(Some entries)
━━━━

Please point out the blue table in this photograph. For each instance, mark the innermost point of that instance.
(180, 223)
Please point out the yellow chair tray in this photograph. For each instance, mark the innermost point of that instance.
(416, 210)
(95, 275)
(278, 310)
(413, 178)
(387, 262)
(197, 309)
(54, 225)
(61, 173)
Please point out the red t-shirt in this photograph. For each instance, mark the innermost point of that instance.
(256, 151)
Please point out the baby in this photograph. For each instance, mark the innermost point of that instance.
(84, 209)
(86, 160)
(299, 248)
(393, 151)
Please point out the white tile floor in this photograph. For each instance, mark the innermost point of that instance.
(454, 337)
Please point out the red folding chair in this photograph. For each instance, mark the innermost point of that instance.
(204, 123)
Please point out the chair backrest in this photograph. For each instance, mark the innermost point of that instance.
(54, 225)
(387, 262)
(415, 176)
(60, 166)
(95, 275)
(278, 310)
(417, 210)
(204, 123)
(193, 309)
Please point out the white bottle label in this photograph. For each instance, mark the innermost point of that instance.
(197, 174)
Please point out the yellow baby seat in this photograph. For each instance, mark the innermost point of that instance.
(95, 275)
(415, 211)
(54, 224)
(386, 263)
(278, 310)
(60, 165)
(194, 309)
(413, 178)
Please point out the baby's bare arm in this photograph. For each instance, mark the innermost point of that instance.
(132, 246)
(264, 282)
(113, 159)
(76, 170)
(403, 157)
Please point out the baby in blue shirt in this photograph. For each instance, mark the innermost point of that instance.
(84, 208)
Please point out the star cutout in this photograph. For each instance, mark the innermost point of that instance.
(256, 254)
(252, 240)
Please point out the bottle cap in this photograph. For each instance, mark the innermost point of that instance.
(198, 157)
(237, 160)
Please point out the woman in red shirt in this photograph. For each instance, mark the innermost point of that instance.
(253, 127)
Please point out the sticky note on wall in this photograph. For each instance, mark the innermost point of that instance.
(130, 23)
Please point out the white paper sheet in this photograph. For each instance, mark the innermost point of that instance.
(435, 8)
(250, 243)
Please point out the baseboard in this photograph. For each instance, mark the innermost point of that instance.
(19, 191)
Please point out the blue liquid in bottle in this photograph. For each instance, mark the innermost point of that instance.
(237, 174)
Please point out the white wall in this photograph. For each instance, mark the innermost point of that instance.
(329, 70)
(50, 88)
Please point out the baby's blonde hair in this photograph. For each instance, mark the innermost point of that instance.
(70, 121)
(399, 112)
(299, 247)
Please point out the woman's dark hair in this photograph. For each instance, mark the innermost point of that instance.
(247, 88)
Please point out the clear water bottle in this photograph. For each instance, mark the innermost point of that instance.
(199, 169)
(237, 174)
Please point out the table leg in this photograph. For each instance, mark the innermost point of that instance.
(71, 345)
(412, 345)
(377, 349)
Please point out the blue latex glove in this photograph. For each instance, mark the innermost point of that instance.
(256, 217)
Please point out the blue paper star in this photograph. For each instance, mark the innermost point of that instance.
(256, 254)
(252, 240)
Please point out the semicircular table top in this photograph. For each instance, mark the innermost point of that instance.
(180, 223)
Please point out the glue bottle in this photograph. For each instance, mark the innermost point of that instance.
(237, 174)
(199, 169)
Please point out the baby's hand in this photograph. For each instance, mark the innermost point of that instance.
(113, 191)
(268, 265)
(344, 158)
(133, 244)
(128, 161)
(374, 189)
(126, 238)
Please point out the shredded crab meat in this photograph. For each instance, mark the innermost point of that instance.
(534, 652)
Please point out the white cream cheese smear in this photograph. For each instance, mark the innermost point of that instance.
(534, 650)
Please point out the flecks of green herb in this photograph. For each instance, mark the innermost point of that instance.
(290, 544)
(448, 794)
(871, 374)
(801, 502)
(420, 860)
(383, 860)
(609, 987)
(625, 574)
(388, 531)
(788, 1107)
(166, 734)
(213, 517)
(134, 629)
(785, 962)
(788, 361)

━━━━

Written exercise
Copy every entry above line for line, without changing anything.

Answer in full
Please point out the blue table in this photograph. For each instance, mark the innermost point of that instance.
(180, 223)
Please point out the yellow chair tray in this photograph. For each instance, mark the innermost point of that instance.
(416, 210)
(95, 275)
(278, 310)
(413, 178)
(387, 262)
(197, 309)
(54, 225)
(61, 173)
Please point out the red t-shirt in this photograph. For each instance, mark the innermost point of that instance.
(256, 151)
Please point out the baby in this photograph. For each instance, mark the innermost point of that instance.
(84, 209)
(86, 160)
(299, 248)
(393, 151)
Please point out the white tile floor in this photograph. For each instance, mark the innermost point of that instance.
(454, 337)
Please point out the red folding chair in this photograph. For each instance, mark the innermost point of that instance.
(204, 123)
Please point out the chair backrest in this photograph. For each instance, mark the innermost point of that instance.
(54, 225)
(387, 262)
(415, 176)
(60, 166)
(95, 275)
(278, 310)
(417, 210)
(204, 123)
(193, 309)
Please point out the white bottle label in this photograph. For each instance, mark the innermost point of that instance.
(197, 174)
Please point out the yellow baby seat in this photograph. For each instance, mark the innermost point of that instance.
(95, 275)
(415, 211)
(54, 224)
(386, 263)
(278, 310)
(60, 165)
(194, 309)
(413, 178)
Please point out the baby's bare arm in this photograph. For each instance, mark the innermost point of that instance.
(132, 246)
(264, 282)
(113, 159)
(76, 170)
(403, 157)
Please point out the baby in blue shirt in this photograph. For each instance, mark the innermost point of that instance.
(84, 208)
Please point out the star cutout in this photograph. For each instance, mark the innermost point of that instance.
(256, 254)
(252, 240)
Please point out the bottle cap in this photograph. For each instance, mark the innermost point of that instance.
(198, 157)
(237, 160)
Please point out the woman in red shirt in this photograph. For each instance, mark the innermost point of that instance.
(253, 127)
Please point out the sticky note on wall in this photograph. For each instance, mark the innermost point of that instance.
(130, 23)
Please point out the white paper sheet in this photograph. For each instance, mark the innermost point of that instance.
(435, 8)
(250, 243)
Please point out the baseboard in this photograph. For each instance, mark the innermost point of that instance.
(19, 191)
Please point out the blue liquid in bottle in this photograph. For each instance, mark the innermost point of that instance.
(237, 174)
Please point out the white wall in this photograph. For each instance, mark the innermost point of that instance.
(329, 70)
(50, 88)
Please point out the baby's blonde hair in this photograph. For each instance, mark the innermost point of that instance.
(70, 121)
(399, 112)
(299, 247)
Please point out the woman's dark hair in this photograph. For each instance, mark the innermost point of that instance.
(247, 88)
Please point out the clear water bottle in this photograph. For each instance, mark the innermost point of that instance.
(199, 169)
(237, 174)
Please point out the table leg in this photograph. For each instance, mark the innermost point of that instance.
(71, 345)
(412, 345)
(377, 349)
Please point out the blue latex glove in this photograph. For each instance, mark the innermost point of that instance.
(256, 217)
Please point out the blue paper star in this photograph. For each instance, mark the innermost point of that instance.
(256, 254)
(252, 240)
Please point out the semicircular table top in this photograph. For each instance, mark the innermost point of that instance.
(180, 223)
Please point out the glue bottle in this photograph. For each instance, mark the innermost point of that instance.
(237, 174)
(199, 169)
Please point out the baby's hand in this photograph. For each instance, mark the innermost point of that instance.
(113, 191)
(268, 265)
(344, 158)
(133, 244)
(128, 161)
(374, 189)
(126, 238)
Please point out the shredded crab meat in this photograph. For each instance, mark the innermost point of that instance.
(534, 652)
Please point out the white cream cheese smear in this photograph. For each instance, mark the innermost point of that instance.
(534, 650)
Please point out the flecks of green herb in this photograph. For each instance, mark the innermost point of that instance.
(290, 544)
(448, 794)
(871, 374)
(801, 502)
(420, 860)
(383, 860)
(609, 987)
(625, 574)
(388, 531)
(788, 1107)
(166, 734)
(213, 517)
(134, 629)
(785, 962)
(788, 361)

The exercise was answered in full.